**Do this:**
Pull out the lines of the data below that start with the line containing "[locate] grass field" and run to the end of the data, including both ends. Reproduce them without any change.

[Entries from a dataset]
○ ○ ○ ○ ○
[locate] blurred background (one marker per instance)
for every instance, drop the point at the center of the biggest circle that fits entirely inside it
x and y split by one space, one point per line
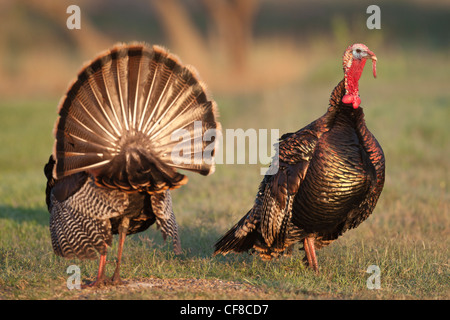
238 46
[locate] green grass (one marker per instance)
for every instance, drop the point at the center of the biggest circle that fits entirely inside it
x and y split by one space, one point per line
407 108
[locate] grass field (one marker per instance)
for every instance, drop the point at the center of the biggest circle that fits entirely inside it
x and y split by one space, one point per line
407 108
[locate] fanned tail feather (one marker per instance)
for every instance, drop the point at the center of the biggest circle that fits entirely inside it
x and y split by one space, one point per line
123 118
○ ○ ○ ○ ○
**Exercise answer:**
[locate] grass field (one marker per instance)
for every instance, drop the point at the center of the biggest circle that fits entirely inside it
x and y split by one space, one point per line
407 108
[locate] fanned tail feather (one marker per instance)
for every instance, drop the point at the center of the biggest circle that fits entirely inside it
x and y split by one space, one point per line
123 118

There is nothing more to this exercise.